[GIVEN RECORDS — start]

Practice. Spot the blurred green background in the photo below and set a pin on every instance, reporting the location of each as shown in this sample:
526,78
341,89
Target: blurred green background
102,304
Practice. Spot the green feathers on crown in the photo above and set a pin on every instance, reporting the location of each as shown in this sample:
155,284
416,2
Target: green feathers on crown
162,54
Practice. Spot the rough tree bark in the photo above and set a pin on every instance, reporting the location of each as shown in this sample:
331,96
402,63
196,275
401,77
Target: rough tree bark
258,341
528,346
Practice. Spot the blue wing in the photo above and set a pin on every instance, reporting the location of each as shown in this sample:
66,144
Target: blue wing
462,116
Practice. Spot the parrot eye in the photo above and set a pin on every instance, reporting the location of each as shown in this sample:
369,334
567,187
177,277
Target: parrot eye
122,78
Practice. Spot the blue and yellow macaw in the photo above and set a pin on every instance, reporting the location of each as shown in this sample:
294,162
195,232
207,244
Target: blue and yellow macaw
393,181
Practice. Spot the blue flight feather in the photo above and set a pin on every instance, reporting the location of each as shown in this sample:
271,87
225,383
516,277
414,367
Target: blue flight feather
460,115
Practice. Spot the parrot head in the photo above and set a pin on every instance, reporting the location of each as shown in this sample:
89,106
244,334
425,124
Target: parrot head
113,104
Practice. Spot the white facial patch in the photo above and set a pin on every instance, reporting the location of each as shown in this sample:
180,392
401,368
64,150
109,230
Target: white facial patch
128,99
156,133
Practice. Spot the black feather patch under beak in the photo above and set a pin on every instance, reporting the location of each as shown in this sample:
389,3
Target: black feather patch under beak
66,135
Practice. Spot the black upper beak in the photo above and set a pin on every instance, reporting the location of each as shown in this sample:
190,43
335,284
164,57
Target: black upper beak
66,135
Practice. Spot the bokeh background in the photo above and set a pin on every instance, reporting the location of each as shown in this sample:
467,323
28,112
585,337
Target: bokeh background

[GIVEN RECORDS — finish]

--- TASK PROMPT ---
Every entry is to be restated word for word, with nothing dropped.

--- ANSWER AREA ---
Practice. Spot the blurred green background in the photo below and set a pin on every instance, reporting the location of each as shown in this sample:
526,78
341,89
Target: blurred green background
102,304
Practice. Spot the green feathers on crown in the photo above and set a pin on every instance, reporting the location of each as shown in this sample:
155,284
416,2
Target: green feathers on crown
162,54
Practice. Spot the rough tree bark in the photo above and set a pin on every instance, reporting the location of each as shown in this sample:
331,96
402,63
196,275
401,77
Target: rough tree bark
258,341
528,346
Practice. Spot the blue wing in the photo above and set a pin on every instance, reporting the location of each as shown in this sample:
66,144
Target: blue wing
462,116
Practice. Spot the parrot eye in the photo above and set a pin on every instance, reporting the location of each as shown in this sample:
369,334
567,187
177,277
Target: parrot eye
122,78
Practice. Spot the blue and yellow macaw in the photo above and set a pin on every instance, reporting the location of each as shown in this sample:
294,162
195,232
207,244
Target: blue and yellow macaw
393,181
Practice. Spot the blue flight feather in the photo above and set a pin on every instance, reporting the location of each as shown in this sample:
271,87
225,383
516,277
414,367
Target: blue flight feather
460,115
Practice. Spot the parrot head in the photo above and set a pin on every instance, reporting the location of each as shown in this sample:
89,106
244,334
425,124
Target: parrot head
113,104
Practice. Spot the white facial patch in the photo above and set a pin on every instance, reporting the location of each as shown in this sample:
180,392
401,368
64,150
109,230
Target: white facial patch
128,99
156,133
Practice. Spot the black feather patch under beak in the photo above and set a pin on every instance, reporting the location of each as shown in this sample:
389,3
Target: black feather patch under beak
66,135
Practice. Spot the black upper beak in the photo above and set a pin on every instance, reporting the location of each as shown in this sample:
190,43
335,284
164,57
Target: black upper beak
66,135
Practice. Spot the bokeh background in the photo above and set a pin on every instance, reporting the location of each as shown in this sample:
467,323
28,112
585,337
Target: bokeh background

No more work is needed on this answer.